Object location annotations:
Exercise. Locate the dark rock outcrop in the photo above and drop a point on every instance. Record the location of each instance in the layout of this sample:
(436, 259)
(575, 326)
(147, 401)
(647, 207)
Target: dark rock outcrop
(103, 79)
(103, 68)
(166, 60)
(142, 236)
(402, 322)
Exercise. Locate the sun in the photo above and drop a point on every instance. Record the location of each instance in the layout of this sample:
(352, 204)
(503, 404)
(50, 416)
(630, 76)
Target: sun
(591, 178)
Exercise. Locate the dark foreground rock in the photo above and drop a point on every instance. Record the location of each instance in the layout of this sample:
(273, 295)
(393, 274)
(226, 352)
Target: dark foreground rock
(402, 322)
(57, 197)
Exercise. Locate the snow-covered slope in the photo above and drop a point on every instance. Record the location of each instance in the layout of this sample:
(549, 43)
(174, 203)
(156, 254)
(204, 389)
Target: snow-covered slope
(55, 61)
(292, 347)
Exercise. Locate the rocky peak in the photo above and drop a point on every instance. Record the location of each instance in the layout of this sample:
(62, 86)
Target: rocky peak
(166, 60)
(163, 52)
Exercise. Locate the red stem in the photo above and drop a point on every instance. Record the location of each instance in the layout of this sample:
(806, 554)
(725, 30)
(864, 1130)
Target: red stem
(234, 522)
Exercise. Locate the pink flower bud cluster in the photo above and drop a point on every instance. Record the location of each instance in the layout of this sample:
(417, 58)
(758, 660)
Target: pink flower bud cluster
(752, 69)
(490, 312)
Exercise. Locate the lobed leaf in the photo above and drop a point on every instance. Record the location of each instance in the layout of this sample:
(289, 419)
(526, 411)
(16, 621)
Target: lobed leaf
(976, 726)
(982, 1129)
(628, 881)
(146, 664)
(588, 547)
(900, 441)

— INSTRUCTION —
Rewrite the lines starting at the one containing "Exercise. Locate the lobed" and ending at the last of the items, switching "lobed leaf" to "serrated leaf" wherever it occurs and leaving everything else unchanged.

— SOLUTION TO THE EXERCISE —
Exercise. Locate the serrated leaf in the photo above and drop a point on every instance. Record the location of each instance in the layout of this sample:
(289, 419)
(526, 411)
(16, 621)
Target: serrated leaf
(976, 726)
(982, 1129)
(628, 881)
(146, 664)
(588, 547)
(900, 441)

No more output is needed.